◆ Challenges
1. In the Scrap-E command reference, what is the default request timeout for the scrape command?
2. Continue the Scrap-E command reference from the point where it stops.

Skip to content

CLI Commands API

The Scrap-E command-line interface provides powerful tools for scraping operations. This reference documents all available commands and their options.

Main Command

scrap-e

The root command with global options available to all subcommands.

scrap-e [GLOBAL_OPTIONS] COMMAND [COMMAND_OPTIONS]

Global Options

Option Description Default
--version Show version and exit -
--config PATH Path to configuration file None
--debug/--no-debug Enable debug mode False
--help Show help message -

Configuration

Global configuration affects all commands:

# Using configuration file
scrap-e --config scraper.yaml scrape https://example.com

# Debug mode for detailed logging
scrap-e --debug scrape https://example.com

Commands

scrape

Scrape data from a single URL.

scrap-e scrape URL [OPTIONS]

Arguments

  • URL - The URL to scrape (required)

Options

Option Short Type Description Default
--method -m Choice Scraping method: http, browser http
--output -o Path Output file path stdout
--format -f Choice Output format: json, csv, html json
--selector -s Text CSS selector (repeatable) None
--xpath -x Text XPath expression (repeatable) None
--wait-for Text Wait for selector (browser only) None
--screenshot Flag Capture screenshot (browser only) False
--headless/--no-headless Flag Browser headless mode True
--user-agent Text Custom user agent string Default UA
--timeout Integer Request timeout in seconds 30

Examples

Basic scraping:

scrap-e scrape https://example.com

Extract specific data:

scrap-e scrape https://news.example.com \
  --selector "h2.headline" \
  --selector ".article-summary" \
  --output articles.json

Browser scraping with JavaScript:

scrap-e scrape https://spa.example.com \
  --method browser \
  --wait-for ".dynamic-content" \
  --screenshot \
  --output spa_data.json

XPath extraction:

scrap-e scrape https://example.com \
  --xpath "//h1/text()" \
  --xpath "//p[@class='content']/text()" \
  --format csv

Return Codes

  • 0 - Success
  • 1 - Scraping failed
  • 2 - Invalid arguments
  • 3 - Network error
  • 4 - Parsing error

batch

Scrape multiple URLs concurrently.

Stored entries
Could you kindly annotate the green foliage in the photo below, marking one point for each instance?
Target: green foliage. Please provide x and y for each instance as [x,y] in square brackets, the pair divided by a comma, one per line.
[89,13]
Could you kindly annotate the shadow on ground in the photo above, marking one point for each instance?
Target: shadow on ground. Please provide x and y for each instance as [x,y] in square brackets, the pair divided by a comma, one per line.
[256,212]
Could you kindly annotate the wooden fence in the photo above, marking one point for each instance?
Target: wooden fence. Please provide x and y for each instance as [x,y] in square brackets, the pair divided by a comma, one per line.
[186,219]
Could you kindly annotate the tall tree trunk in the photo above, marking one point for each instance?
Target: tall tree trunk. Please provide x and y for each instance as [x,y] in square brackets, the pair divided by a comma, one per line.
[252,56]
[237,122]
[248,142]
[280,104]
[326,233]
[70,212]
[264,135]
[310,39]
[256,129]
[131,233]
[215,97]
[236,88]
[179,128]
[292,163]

◆ Answers to the problems
1. 30 seconds.

2.
scrap-e batch URL [URL ...] [OPTIONS]

Arguments

  • URL - One or more URLs to scrape (required, multiple allowed)

Options

Option Short Type Description Default
--method -m Choice Scraping method: http, browser http
--concurrent -c Integer Number of concurrent requests 5
--output-dir -o Path Output directory for results None

Examples

Basic batch scraping:

scrap-e batch \
  https://example.com/page1 \
  https://example.com/page2 \
  https://example.com/page3

High concurrency with output directory:

scrap-e batch \
  https://site1.com \
  https://site2.com \
  https://site3.com \
  --concurrent 10 \
  --output-dir scraped_results/

Browser batch scraping:

scrap-e batch \
  https://app1.example.com \
  https://app2.example.com \
  --method browser \
  --concurrent 2

Output Structure

When using --output-dir, files are saved as:

  • result_0.json - First URL result
  • result_1.json - Second URL result
  • etc.

Performance Considerations

  • Default concurrency is 5 to be respectful to target servers
  • Increase --concurrent for better performance if the target supports it
  • Browser method is slower but handles JavaScript-heavy sites
  • Monitor network usage and adjust concurrency accordingly

sitemap

Extract URLs from XML sitemaps and optionally scrape them.

scrap-e sitemap SITEMAP_URL [OPTIONS]

Arguments

  • SITEMAP_URL - URL of the XML sitemap (required)

Options

Option Short Type Description
--output -o Path Output file for extracted URLs
--scrape Flag Scrape all URLs from sitemap

Examples

Extract URLs from sitemap:

scrap-e sitemap https://example.com/sitemap.xml

Save URLs to file:

scrap-e sitemap https://blog.example.com/sitemap.xml \
  --output blog_urls.txt

Extract and scrape all URLs:

scrap-e sitemap https://shop.example.com/sitemap.xml --scrape

Sitemap Support

Supports standard XML sitemap formats:

  • Regular sitemaps (<urlset>)
  • Sitemap index files (<sitemapindex>)
  • Nested sitemaps (automatically resolved)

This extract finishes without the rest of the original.